Photo object pointing material:
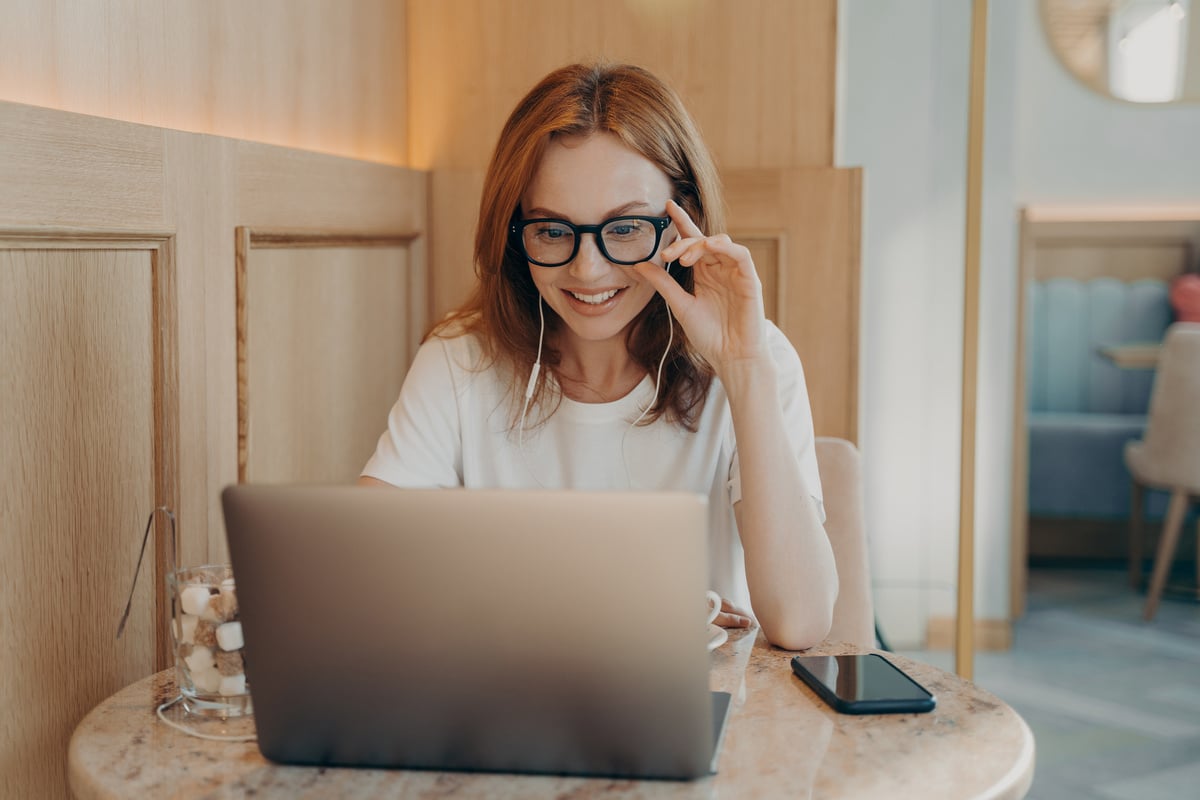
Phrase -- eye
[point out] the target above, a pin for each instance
(625, 228)
(550, 230)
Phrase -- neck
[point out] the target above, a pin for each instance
(598, 372)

**What the task asks**
Edit the material above by changing every "target" to "object" and keeping the rest unchanged. Leave the pictures out of your answer.

**Exercise result**
Phrase -- eye
[point out] the object above, a pin for each instance
(625, 228)
(550, 230)
Phrase -- neck
[point out] the object above, a pin for each instance
(598, 372)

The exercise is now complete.